Exercise: Write out all of the records below again, switching each "congestion log" to "survey log" and changing nothing else. Leave the pictures out.

Available data:
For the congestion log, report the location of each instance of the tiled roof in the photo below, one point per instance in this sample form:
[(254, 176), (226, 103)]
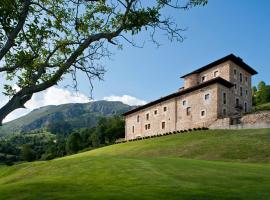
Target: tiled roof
[(182, 92), (231, 57)]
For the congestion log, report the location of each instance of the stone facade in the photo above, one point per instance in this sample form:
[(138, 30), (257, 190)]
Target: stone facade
[(220, 90)]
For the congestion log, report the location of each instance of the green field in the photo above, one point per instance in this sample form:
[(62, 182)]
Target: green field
[(196, 166), (265, 106)]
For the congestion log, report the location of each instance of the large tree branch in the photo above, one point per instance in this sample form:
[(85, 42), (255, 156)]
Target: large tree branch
[(14, 33)]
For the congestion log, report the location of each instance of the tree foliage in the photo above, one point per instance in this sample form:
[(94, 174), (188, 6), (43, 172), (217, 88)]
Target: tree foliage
[(42, 145), (41, 41), (261, 93)]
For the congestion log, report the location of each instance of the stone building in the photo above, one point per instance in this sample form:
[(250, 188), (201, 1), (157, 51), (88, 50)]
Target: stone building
[(219, 91)]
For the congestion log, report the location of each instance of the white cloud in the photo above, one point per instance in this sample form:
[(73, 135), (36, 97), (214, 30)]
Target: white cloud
[(57, 96), (133, 101), (51, 96)]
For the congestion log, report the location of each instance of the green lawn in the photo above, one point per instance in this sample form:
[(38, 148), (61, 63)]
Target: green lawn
[(199, 165), (265, 106)]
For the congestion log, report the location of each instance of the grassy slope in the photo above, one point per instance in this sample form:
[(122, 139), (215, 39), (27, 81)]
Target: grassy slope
[(158, 168), (265, 106)]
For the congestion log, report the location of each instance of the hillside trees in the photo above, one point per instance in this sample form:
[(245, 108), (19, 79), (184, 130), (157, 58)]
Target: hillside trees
[(261, 93), (42, 41)]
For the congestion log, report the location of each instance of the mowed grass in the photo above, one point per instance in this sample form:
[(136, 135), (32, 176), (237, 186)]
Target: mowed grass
[(265, 106), (195, 166)]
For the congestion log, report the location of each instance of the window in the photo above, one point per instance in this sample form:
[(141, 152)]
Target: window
[(224, 111), (188, 111), (203, 78), (184, 103), (241, 91), (147, 126), (241, 77), (235, 73), (163, 124), (206, 97), (237, 102), (203, 113), (245, 107), (224, 98), (216, 74)]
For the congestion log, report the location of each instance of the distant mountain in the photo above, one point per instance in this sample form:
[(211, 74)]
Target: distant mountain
[(69, 116)]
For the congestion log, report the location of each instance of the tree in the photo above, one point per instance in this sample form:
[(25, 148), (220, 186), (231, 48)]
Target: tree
[(27, 153), (73, 143), (41, 41)]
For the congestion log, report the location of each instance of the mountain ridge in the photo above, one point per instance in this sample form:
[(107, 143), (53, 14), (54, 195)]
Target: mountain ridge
[(75, 115)]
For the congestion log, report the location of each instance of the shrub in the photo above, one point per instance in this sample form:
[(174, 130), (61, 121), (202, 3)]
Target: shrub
[(9, 163)]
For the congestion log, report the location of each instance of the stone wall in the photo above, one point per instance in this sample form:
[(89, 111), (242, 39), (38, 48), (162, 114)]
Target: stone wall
[(259, 119)]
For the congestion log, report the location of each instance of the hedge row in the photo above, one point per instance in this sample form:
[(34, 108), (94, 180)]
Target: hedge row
[(164, 134)]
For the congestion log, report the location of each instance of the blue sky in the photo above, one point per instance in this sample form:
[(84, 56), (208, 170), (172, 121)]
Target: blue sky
[(221, 27)]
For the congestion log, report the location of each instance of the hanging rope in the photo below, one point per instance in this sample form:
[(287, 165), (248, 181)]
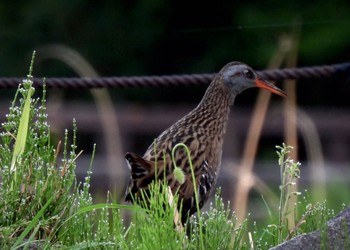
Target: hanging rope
[(342, 70)]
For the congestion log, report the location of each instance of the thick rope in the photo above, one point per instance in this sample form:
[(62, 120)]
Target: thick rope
[(342, 70)]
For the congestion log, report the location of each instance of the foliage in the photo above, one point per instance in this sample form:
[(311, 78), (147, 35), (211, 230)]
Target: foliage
[(43, 206)]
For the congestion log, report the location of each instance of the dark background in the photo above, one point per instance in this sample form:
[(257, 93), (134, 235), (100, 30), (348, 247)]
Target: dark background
[(122, 38)]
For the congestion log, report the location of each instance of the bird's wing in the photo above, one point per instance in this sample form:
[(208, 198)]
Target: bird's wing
[(142, 174)]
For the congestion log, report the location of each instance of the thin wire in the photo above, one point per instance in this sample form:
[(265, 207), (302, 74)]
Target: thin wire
[(325, 71)]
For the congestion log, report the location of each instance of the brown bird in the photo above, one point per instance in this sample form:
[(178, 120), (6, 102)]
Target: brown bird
[(202, 131)]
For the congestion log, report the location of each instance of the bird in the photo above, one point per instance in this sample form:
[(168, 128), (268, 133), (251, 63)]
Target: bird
[(202, 131)]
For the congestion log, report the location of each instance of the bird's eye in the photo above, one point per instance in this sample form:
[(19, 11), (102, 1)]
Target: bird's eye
[(248, 73)]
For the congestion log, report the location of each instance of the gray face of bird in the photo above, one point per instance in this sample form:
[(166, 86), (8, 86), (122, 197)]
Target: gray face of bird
[(238, 77)]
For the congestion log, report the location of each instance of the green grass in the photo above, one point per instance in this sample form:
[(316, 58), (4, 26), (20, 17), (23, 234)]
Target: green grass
[(43, 205)]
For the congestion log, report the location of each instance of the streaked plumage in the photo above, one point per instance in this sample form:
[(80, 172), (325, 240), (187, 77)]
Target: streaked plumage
[(202, 130)]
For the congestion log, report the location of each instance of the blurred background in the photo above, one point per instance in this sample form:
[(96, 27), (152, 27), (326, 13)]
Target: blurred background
[(134, 38)]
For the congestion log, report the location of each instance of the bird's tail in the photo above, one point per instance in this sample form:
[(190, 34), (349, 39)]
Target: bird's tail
[(141, 175)]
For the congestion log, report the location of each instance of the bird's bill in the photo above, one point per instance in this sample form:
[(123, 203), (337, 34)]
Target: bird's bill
[(270, 87)]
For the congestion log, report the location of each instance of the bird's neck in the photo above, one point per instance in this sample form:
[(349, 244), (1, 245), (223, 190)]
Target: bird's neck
[(215, 106)]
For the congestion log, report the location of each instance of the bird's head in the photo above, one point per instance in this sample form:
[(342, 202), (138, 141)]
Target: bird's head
[(239, 76)]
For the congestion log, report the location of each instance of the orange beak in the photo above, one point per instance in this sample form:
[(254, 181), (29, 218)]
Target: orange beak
[(270, 87)]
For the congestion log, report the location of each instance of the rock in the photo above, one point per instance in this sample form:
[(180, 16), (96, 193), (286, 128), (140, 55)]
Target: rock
[(338, 236)]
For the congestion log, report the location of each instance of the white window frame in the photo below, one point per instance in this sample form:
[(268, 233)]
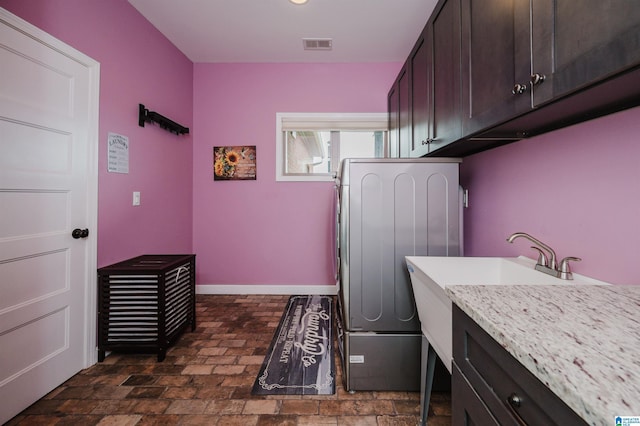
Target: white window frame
[(321, 121)]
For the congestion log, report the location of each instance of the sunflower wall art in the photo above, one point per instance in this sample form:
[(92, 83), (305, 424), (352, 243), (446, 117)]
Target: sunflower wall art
[(234, 163)]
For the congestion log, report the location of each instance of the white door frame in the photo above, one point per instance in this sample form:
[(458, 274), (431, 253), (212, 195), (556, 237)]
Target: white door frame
[(90, 303)]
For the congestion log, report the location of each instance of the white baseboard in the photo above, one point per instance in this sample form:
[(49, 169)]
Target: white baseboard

Finished answer:
For the survey log, report the location of each instance of the tiled roof in the photo below, one point per instance in this sample form:
[(254, 176), (226, 103)]
Target: tiled roof
[(182, 92), (231, 57)]
For the survey log, report the location of each instance of the stone facade in the photo above, one point per instance in this sample form:
[(138, 30), (257, 190)]
Target: stone facade
[(220, 90)]
For the survey log, report the location of each instance of the green field in the photo above, one point per instance in this sample form:
[(62, 182)]
Target: green field
[(196, 166), (265, 106)]
For the survey log, report the location of each instance of the large tree branch in the photo above, one point per instance in this sample form:
[(85, 42), (255, 156)]
Target: large tree branch
[(14, 33)]
For the survey log, report the location of each instance of the tree foliage in the photo above, one point per instance in this sample form:
[(94, 174), (188, 6), (43, 172), (217, 88)]
Target: tree foliage
[(42, 145), (41, 41), (261, 93)]
For the survey log, report the location of each instance of the stone building in the photo above, one point per instance in this sample form:
[(250, 188), (201, 1), (157, 51), (88, 50)]
Target: stone building
[(219, 91)]
For the survey log, report the location of each instance of the white cloud in the photo above, one point per instance in this sample form:
[(73, 135), (36, 97), (214, 30)]
Target: white cloud
[(57, 96), (133, 101), (51, 96)]
For the survey log, report the location of each instance of the green lawn in the photo above, one point per instance in this sample form:
[(38, 148), (61, 63)]
Target: green lawn
[(199, 165), (265, 106)]
For the survey log, report the location of each instance of the grassy slope in the photo above, one point per instance in this sample form:
[(122, 139), (215, 39), (27, 81)]
Target: grassy slope
[(158, 168), (265, 106)]
For the survey log, report the location of each instance of the hillside trees in the photo above, one point per instance in this sample form:
[(245, 108), (19, 79), (184, 130), (157, 58)]
Target: hillside trees
[(261, 93), (42, 41)]
For the survey log, report the location of each instance of the mowed grass in the photo above, one point per instance in this sample form:
[(136, 135), (32, 176), (237, 186)]
Target: mowed grass
[(265, 106), (195, 166)]
For the survey log, report the location of each instance of the window in the photo above, one point per instance in this sample form:
[(141, 152)]
Target: window
[(224, 111), (188, 111), (203, 78), (184, 103), (241, 91), (147, 126), (241, 77), (235, 73), (163, 124), (206, 97), (237, 102), (203, 113), (245, 107), (224, 98), (216, 74)]
For the survey log, report the location of each instance of the distant mountain in the photo above, one point per instance in this sample form:
[(211, 74)]
Target: distant mountain
[(69, 116)]
For the survey log, report the location of each instance of the tree in the photo above, one point per instance in this sample form:
[(25, 148), (220, 186), (231, 48)]
Target: tree
[(27, 153), (73, 143), (41, 41)]
For the survey log, report the location of each instance of the mountain ridge in the photo above, one point per instance in this sample form:
[(107, 143), (53, 14), (54, 195)]
Target: mountain ridge
[(75, 115)]
For the survey log, report the location of each instance of the shrub in the photo above, one point per instance in this sample form:
[(174, 130), (61, 121), (202, 3)]
Target: shrub
[(9, 163)]
For the survey log, report the location of each instance of the stone wall in the photo above, one point per instance in this sample form:
[(89, 111), (242, 39), (38, 48), (162, 114)]
Target: stone wall
[(259, 119)]
For the survey log, report the location of each instance of the hedge row in the photo above, one point per instance in this sample form:
[(34, 108), (94, 180)]
Target: hedge row
[(164, 134)]
For the survey log, report the location of each instance of the blue sky in the photo above, one point per instance in this sample form:
[(84, 56), (208, 170), (172, 121)]
Target: blue sky
[(221, 27)]
For the survey log, report the location of each instance of the hanging rope in the photo below, one point per instance in this sample form:
[(287, 165), (248, 181)]
Target: hanging rope
[(342, 70)]
For the survey log, report the location of each instance of the thick rope in the photo above, one point per instance in this sample form:
[(62, 120)]
Target: thick rope
[(342, 70)]
For the survey log, report the location of each instance of the foliage in the photo above, one point per instance in this sample form:
[(311, 78), (147, 35), (211, 230)]
Target: foliage
[(43, 206)]
For the survey log, report the location of each instance of the dark background in the photo above, one point per instance in this sample form:
[(257, 93), (134, 235), (100, 30), (348, 247)]
Target: dark background
[(122, 38)]
For the survey log, report the location of each instance of the bird's wing in the photo above, one point per instance in this sample form:
[(208, 198)]
Target: bird's wing
[(142, 174)]
For the survey log, report the location of each instance of the thin wire in the photo above, one point per instance in this sample form:
[(265, 207), (302, 74)]
Target: thin wire
[(325, 71)]
For the survey log, report the location of each instance of the brown bird in the photo above, one point per instance in this sample form:
[(178, 120), (6, 102)]
Target: brown bird
[(202, 131)]
For the survey log, report the location of each instance of the bird in the photo above, one point per instance in this sample form:
[(168, 128), (268, 133), (251, 63)]
Target: bird
[(202, 131)]
For the survey log, report the location of each instance of the bird's eye in the photo above, one point per instance in this sample form:
[(19, 11), (102, 1)]
Target: bird's eye
[(248, 73)]
For the survey log, report the location of each instance of the gray face of bird in the photo above, one point per instance in this sample form:
[(166, 86), (8, 86), (122, 197)]
Target: gray face of bird
[(238, 77)]
For the survey log, report the location of each instance of the green grass in the photo above, one point per instance in this sample form:
[(316, 58), (4, 26), (20, 17), (23, 234)]
Target: green grass
[(43, 205)]
For the survey log, report the location of each instance of the streaked plumage in the photo above, one point per instance in this sample form:
[(80, 172), (325, 240), (187, 77)]
Target: streaked plumage
[(202, 130)]
For the survey log, report the location of each instance of the blurred background in the photo above, one point per instance in this sample form:
[(96, 27), (152, 27), (326, 13)]
Target: blurred background
[(134, 38)]
For the survey log, report the location of each instance of the bird's tail in the photo above, one point per instance in this sample form:
[(190, 34), (349, 39)]
Target: bird's tail
[(141, 175)]
For the survey log, report the location of each instance of the bird's bill in the photo above, one point per instance in this sample form:
[(123, 203), (337, 34)]
Target: bird's bill
[(270, 87)]
For the survey log, report the location of each instance of the bird's neck in the photo above, one point per instance in this sample form:
[(349, 244), (1, 245), (223, 190)]
Target: bird's neck
[(215, 106)]
For the survey log, report the location of each instance of the bird's head in the photo above, one point per instance in this sample form:
[(342, 202), (138, 141)]
Target: bird's head
[(239, 76)]
For the survey log, report the location of each instance of the orange beak in the photo above, one point per instance in this sample form:
[(254, 181), (29, 218)]
Target: orange beak
[(270, 87)]
For the survey log, report the location of each instance of the rock in the photo above, one point per instance in this sample form:
[(180, 16), (96, 193), (286, 128), (140, 55)]
Target: rock
[(338, 236)]
For the survey log, report the location of each instance of the white window frame in the photo below, one point per instance in this sample form:
[(268, 233)]
Target: white window frame
[(321, 121)]
For the survey log, report the location of each instance of the sunflower wall art in the photo above, one point per instance in this sample form:
[(92, 83), (305, 424), (352, 243), (446, 117)]
Target: sunflower wall art
[(234, 163)]
For the survey log, report the location of each instance of the white door frame in the photo above, one point per instance in this sample form:
[(458, 274), (431, 253), (212, 195), (556, 237)]
Target: white door frame
[(90, 303)]
For the survey log, report the location of each instance of the white baseboard in the photo above, one point per instance in this sample form:
[(49, 169)]
Target: white baseboard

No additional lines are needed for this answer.